-- BEGIN Dataset records --
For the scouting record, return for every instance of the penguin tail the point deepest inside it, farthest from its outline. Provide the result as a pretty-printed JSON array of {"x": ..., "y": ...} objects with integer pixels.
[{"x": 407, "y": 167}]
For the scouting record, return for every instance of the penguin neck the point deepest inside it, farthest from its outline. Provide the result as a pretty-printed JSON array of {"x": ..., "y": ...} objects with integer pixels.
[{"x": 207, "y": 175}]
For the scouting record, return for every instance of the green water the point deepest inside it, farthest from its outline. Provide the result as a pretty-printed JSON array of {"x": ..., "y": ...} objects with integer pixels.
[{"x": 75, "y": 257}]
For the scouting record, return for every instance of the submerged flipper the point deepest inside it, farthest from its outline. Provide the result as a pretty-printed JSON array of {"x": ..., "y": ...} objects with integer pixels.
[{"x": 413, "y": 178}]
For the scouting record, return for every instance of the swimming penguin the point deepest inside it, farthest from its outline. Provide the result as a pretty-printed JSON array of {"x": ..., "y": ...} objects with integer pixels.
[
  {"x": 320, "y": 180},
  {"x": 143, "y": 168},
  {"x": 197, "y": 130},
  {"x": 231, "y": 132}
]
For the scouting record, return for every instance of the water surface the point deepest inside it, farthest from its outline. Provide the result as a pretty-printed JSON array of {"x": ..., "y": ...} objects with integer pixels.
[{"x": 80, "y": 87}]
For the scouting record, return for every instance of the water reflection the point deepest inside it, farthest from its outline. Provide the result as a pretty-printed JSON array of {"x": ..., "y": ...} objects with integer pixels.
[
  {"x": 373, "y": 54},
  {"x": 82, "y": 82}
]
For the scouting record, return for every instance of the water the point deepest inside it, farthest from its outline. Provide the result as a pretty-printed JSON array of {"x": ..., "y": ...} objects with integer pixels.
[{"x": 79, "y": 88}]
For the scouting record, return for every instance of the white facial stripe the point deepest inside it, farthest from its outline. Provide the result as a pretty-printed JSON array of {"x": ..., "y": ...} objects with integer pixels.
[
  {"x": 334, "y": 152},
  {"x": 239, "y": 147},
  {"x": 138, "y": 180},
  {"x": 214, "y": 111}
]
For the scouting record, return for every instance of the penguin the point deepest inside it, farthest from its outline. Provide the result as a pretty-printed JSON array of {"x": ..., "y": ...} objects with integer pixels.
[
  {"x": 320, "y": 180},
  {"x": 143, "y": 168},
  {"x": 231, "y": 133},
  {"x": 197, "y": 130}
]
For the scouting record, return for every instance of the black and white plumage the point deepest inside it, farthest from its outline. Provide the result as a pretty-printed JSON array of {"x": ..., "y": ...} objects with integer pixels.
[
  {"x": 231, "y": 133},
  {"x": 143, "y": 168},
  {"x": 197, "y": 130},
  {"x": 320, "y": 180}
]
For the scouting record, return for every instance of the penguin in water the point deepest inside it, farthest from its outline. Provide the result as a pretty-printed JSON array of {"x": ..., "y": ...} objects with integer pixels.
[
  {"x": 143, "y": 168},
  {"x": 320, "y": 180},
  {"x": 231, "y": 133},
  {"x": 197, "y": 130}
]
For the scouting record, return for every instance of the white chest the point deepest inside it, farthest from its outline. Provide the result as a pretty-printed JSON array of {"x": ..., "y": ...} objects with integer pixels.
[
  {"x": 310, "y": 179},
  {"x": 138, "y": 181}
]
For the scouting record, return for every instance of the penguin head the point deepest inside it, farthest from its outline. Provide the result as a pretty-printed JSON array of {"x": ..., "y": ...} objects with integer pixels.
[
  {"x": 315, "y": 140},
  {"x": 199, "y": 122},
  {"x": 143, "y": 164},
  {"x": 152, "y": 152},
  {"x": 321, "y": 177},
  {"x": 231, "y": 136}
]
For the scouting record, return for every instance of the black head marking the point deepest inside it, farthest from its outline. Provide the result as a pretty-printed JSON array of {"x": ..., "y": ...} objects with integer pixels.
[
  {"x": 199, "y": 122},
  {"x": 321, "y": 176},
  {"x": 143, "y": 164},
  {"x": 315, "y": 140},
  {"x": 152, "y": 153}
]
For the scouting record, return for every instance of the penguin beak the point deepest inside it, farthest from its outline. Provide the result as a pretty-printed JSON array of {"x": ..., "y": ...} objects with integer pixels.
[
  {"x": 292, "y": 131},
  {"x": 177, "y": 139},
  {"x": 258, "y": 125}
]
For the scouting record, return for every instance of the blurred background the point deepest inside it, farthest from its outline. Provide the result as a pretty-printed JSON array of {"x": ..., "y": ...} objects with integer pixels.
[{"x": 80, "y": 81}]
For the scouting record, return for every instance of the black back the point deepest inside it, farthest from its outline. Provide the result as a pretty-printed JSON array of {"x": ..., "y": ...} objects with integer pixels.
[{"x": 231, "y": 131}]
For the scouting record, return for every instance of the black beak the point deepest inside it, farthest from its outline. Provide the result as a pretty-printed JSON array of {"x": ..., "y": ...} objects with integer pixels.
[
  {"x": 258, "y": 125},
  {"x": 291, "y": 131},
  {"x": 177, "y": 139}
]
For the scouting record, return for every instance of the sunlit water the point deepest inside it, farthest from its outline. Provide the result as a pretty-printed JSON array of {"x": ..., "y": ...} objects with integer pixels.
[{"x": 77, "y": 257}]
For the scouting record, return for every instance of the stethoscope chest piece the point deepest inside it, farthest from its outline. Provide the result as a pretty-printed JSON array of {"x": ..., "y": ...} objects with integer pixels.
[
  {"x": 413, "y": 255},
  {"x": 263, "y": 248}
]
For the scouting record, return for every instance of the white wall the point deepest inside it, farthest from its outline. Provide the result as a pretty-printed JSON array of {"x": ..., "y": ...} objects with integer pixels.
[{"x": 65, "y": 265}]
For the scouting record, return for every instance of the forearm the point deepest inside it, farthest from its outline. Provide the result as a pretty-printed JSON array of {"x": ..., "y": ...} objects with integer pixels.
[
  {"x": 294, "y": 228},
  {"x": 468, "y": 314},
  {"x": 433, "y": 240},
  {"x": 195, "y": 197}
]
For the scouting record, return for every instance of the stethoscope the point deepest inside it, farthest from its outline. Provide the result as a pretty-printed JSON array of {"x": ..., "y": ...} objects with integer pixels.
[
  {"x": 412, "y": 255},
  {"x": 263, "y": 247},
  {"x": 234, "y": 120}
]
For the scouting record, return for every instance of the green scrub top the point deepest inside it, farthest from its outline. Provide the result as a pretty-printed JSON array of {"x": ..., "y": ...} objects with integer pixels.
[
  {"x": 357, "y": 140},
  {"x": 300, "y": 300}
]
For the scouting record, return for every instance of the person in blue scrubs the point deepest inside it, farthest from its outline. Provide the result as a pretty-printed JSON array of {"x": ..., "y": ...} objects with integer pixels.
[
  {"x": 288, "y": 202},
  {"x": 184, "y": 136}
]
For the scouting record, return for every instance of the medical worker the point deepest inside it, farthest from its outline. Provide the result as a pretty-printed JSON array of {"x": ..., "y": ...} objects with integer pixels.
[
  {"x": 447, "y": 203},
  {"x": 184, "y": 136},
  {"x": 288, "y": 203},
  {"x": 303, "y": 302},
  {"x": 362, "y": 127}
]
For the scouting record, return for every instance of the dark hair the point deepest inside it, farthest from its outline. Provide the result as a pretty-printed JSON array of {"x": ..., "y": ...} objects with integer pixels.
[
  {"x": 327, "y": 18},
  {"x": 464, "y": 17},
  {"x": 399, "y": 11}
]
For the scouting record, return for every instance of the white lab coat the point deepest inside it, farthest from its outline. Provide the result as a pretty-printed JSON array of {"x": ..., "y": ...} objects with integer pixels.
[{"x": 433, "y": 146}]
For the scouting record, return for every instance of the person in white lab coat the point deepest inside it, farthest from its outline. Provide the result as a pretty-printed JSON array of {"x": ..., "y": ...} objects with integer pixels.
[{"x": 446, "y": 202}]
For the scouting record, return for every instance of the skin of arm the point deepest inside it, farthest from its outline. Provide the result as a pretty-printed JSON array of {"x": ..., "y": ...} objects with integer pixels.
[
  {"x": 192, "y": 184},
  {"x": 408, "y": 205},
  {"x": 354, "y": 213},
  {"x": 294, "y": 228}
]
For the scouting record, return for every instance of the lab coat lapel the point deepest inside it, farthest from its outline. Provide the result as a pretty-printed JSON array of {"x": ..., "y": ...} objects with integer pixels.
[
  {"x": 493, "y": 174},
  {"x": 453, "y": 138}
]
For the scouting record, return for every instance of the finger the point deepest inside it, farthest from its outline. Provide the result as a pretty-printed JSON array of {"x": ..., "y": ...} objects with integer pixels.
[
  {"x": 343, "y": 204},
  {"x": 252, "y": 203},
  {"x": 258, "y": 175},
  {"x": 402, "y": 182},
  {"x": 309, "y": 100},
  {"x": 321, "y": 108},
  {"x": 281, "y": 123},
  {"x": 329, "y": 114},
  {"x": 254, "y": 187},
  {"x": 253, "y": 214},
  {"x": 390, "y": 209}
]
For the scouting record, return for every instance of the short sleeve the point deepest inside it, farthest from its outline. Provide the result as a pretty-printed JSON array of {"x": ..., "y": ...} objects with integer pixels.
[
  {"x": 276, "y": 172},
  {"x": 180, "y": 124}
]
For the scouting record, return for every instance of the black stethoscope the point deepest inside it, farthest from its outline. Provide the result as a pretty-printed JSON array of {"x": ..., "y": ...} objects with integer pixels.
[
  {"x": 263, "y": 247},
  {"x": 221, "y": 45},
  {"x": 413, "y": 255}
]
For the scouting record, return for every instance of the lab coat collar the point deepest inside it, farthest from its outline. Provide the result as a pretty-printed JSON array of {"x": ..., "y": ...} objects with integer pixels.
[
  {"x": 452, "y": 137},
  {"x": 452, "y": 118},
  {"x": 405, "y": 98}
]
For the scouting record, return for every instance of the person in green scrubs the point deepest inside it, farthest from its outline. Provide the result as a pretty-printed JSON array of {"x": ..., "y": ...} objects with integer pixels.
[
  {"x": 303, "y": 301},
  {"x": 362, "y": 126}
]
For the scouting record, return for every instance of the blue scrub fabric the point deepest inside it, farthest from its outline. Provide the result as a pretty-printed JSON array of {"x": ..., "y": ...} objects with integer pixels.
-- END Dataset records --
Stated goal ::
Edit the part of the material that opens with the line containing "the black stethoscope" and closes at the end of the material, changing "person in green scrubs" to "person in teal scrubs" and leaving everything else unchanged.

Complete output ::
For the scouting record, return for every instance of the black stethoscope the point deepest inside it, farthest from its outline. Provide the result as a pretty-printed JSON array of {"x": ..., "y": ...} objects with integer pixels.
[
  {"x": 263, "y": 247},
  {"x": 221, "y": 45},
  {"x": 413, "y": 255}
]
For the scouting record, return for every instance of the lab coat collar the point deepest inside it, farthest from its outline. Provide the result as a pretty-printed JSON array of {"x": ..., "y": ...} objects with integer pixels.
[
  {"x": 452, "y": 137},
  {"x": 452, "y": 118},
  {"x": 405, "y": 98}
]
For the scouting record, return for every instance of the person in teal scrubs the point deepest inside it, farthest from its outline. Provide the result as a pretty-printed JSON array of {"x": ..., "y": ...} objects with integer pixels.
[
  {"x": 303, "y": 301},
  {"x": 362, "y": 126}
]
For the scouting record, return for every instance of the blue scrub fabric the point deepest inside it, farthest from its outline. Provide the result as a pretty-printed JSON array of {"x": ..., "y": ...} objects with integer pixels.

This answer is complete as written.